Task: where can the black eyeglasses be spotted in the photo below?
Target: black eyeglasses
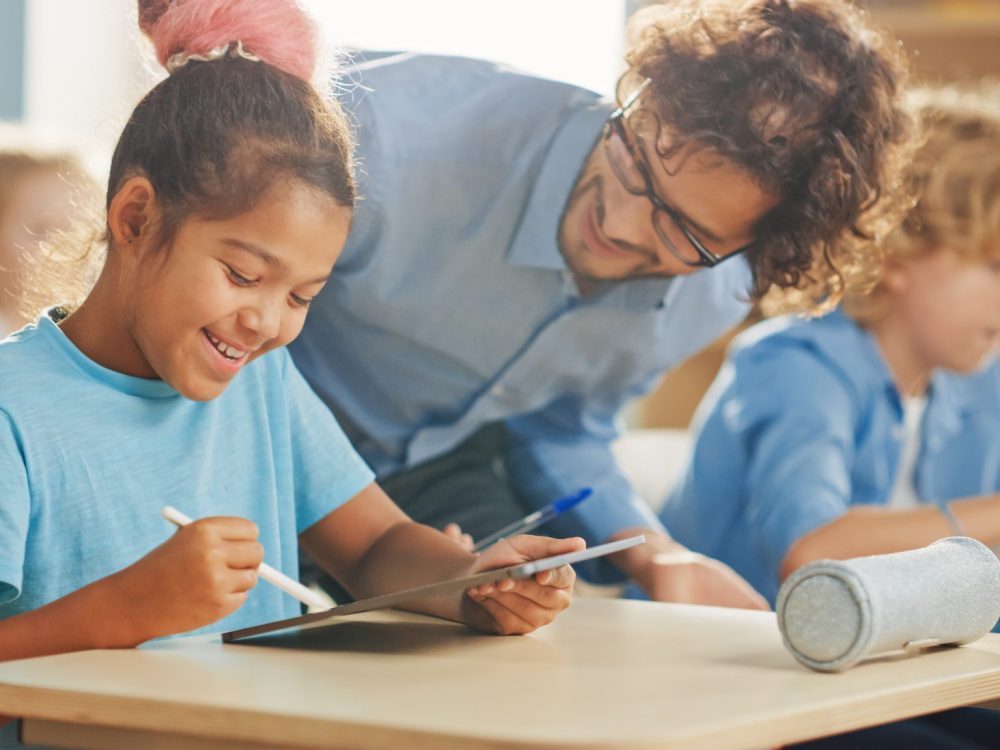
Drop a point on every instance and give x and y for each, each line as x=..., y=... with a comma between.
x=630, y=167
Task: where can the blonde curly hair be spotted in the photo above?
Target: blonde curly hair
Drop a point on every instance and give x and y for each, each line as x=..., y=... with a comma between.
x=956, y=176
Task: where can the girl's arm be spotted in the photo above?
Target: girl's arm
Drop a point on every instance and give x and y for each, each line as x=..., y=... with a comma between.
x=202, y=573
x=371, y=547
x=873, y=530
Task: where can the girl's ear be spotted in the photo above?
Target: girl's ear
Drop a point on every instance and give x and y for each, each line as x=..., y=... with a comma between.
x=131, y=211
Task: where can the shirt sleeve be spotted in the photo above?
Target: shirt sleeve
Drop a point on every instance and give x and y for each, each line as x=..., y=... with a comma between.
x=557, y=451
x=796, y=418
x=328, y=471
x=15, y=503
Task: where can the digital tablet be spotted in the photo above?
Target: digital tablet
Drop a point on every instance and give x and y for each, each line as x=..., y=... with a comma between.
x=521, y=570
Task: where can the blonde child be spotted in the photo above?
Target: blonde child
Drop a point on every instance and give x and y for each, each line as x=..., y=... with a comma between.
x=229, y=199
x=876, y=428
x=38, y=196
---
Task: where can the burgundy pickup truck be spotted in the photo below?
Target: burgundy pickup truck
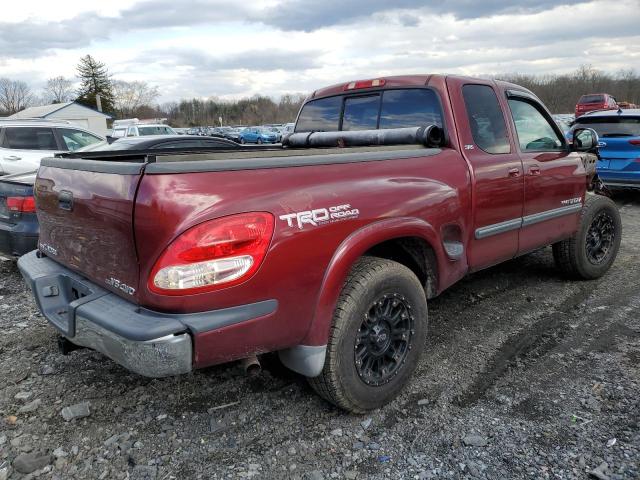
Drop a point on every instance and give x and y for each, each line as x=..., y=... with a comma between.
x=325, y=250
* * *
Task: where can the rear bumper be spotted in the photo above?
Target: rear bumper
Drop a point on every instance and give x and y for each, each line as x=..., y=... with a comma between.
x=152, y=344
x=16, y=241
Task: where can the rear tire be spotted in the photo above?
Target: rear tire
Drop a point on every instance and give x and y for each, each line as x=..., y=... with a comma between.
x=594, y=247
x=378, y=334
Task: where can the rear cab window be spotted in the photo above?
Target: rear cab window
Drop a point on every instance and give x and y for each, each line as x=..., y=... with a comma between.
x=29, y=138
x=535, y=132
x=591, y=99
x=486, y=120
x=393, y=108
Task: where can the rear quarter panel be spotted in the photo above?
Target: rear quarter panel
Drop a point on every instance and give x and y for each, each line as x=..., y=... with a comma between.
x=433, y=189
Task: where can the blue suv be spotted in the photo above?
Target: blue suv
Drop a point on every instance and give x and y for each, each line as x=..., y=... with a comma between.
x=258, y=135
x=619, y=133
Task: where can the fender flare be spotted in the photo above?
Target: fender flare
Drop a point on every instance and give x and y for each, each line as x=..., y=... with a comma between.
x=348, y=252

* _Your goal_
Repeat word for word the part of the data that opens with the line containing "Task: where can the black" and closes with the line containing "x=956, y=176", including both of those lines. Leave the pictures out of your answer.

* _Worked answer_
Task: where can the black eyeglasses be spotted in the photo below?
Target: black eyeglasses
Drop a point on every instance and give x and y for each, each line as x=..., y=... with a comma between.
x=630, y=167
Task: where can the blonde curly hair be spotted in the photo above?
Target: blonde curly hair
Drop a point on every instance and give x and y for each, each line as x=..., y=... with a comma between.
x=956, y=176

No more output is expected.